[Directions]:
Copy out the full research program text below, word for word.

The Gene Regulation, Stem Cells, and Cancer program focus on mechanisms of gene expression, mechanisms of epigenetic regulation, and the molecular underpinnings of cellular operations pertaining to tissue homeostasis and cancer. Gene regulation studies include the organization and evolution of the regulatory genome, chromatin composition and transcriptional regulation mediated by steroid hormones, epigenetic mechanisms in leukemia and stem cells, regulation of periodic splicing and mRNA translation, and gene function and epigenetic reprogramming in embryogenesis and the germline. Stem cell research includes differentiation and transdifferentiation in the hematopoietic system, somatic cell reprogramming, and tissue regeneration.

===Systems Biology===

Systems Biology research includes dynamic gene regulatory networks and systems neuroscience. Some models used are prokaryotes, cell lines, C. elegans, Drosophila, and mice.

This research program combines systematic and quantitative data collection with computational models, with the goal of discovering dynamic comprehension of complex biological processes. An interdisciplinary approach is applied, as physicists, mathematicians, and computer scientists are brought together. Some particular topics of investigation are: signal transduction, gene regulatory networks, multicellular patterning, chemotaxis, systems neuroscience, the evolution of networks, and the effect of stochastic noise at the organism level.

===International Projects===
====Reconstitution of cell polarity and axis determination in a cell-free system====
Cell polarity is a prerequisite for several fundamental operations in animal cells, such as asymmetric cell division and morphogenesis. For both of these, polarization is determined by the same set of proteins, known as PAR proteins. It is not known how these proteins set polarity. The investigators have proposed a dual approach, combining in vitro and cell extract techniques. The goal is to gain knowledge about the micrometer scale behavior of the polarizing system, as well as the attributes of its components.

[Data for review]:
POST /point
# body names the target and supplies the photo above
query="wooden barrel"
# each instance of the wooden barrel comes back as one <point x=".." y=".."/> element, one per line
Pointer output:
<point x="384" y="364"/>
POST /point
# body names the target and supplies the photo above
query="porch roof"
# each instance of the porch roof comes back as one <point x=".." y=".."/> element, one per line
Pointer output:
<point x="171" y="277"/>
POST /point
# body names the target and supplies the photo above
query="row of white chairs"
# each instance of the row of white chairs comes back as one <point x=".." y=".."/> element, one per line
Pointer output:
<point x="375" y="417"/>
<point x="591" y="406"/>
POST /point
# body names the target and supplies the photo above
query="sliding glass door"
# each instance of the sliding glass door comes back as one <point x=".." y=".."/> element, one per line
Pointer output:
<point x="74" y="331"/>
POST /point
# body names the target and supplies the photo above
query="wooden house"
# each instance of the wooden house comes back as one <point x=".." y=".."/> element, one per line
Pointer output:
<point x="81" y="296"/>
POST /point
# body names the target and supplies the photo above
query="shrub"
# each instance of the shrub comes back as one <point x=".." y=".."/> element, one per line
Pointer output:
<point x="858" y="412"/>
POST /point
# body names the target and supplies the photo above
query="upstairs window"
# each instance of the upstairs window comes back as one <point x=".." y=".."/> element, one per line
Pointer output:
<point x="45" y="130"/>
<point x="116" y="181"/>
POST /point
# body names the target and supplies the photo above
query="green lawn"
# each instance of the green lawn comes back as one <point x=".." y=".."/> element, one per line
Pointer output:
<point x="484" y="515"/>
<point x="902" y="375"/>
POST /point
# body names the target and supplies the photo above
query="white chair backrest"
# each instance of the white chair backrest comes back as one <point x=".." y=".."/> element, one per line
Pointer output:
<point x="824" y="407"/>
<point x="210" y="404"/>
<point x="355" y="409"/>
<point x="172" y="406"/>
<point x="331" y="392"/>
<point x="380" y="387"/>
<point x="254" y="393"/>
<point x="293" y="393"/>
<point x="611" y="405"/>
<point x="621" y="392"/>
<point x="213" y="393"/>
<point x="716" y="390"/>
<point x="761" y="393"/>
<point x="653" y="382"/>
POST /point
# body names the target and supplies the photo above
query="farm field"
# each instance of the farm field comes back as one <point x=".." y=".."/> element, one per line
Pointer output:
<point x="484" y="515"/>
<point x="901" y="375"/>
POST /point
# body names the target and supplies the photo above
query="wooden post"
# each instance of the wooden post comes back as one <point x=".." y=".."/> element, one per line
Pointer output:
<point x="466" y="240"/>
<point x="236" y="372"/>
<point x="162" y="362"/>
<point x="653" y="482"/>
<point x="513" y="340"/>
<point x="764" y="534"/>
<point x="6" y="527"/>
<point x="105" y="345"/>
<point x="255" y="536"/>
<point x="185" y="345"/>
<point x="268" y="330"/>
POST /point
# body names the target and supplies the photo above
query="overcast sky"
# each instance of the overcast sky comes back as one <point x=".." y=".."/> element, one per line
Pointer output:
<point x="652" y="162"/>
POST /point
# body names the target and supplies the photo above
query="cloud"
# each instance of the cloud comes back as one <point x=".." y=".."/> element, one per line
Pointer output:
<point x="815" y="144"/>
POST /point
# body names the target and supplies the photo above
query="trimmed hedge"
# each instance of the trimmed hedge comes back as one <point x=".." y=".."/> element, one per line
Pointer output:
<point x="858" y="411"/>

[Answer below]:
The Gene Regulation, Stem Cells, and Cancer program focus on mechanisms of gene expression, mechanisms of epigenetic regulation, and the molecular underpinnings of cellular operations pertaining to tissue homeostasis and cancer. Gene regulation studies include the organization and evolution of the regulatory genome, chromatin composition and transcriptional regulation mediated by steroid hormones, epigenetic mechanisms in leukemia and stem cells, regulation of periodic splicing and mRNA translation, and gene function and epigenetic reprogramming in embryogenesis and the germline. Stem cell research includes differentiation and transdifferentiation in the hematopoietic system, somatic cell reprogramming, and tissue regeneration.

===Systems Biology===

Systems Biology research includes dynamic gene regulatory networks and systems neuroscience. Some models used are prokaryotes, cell lines, C. elegans, Drosophila, and mice.

This research program combines systematic and quantitative data collection with computational models, with the goal of discovering dynamic comprehension of complex biological processes. An interdisciplinary approach is applied, as physicists, mathematicians, and computer scientists are brought together. Some particular topics of investigation are: signal transduction, gene regulatory networks, multicellular patterning, chemotaxis, systems neuroscience, the evolution of networks, and the effect of stochastic noise at the organism level.

===International Projects===
====Reconstitution of cell polarity and axis determination in a cell-free system====
Cell polarity is a prerequisite for several fundamental operations in animal cells, such as asymmetric cell division and morphogenesis. For both of these, polarization is determined by the same set of proteins, known as PAR proteins. It is not known how these proteins set polarity. The investigators have proposed a dual approach, combining in vitro and cell extract techniques. The goal is to gain knowledge about the micrometer scale behavior of the polarizing system, as well as the attributes of its components.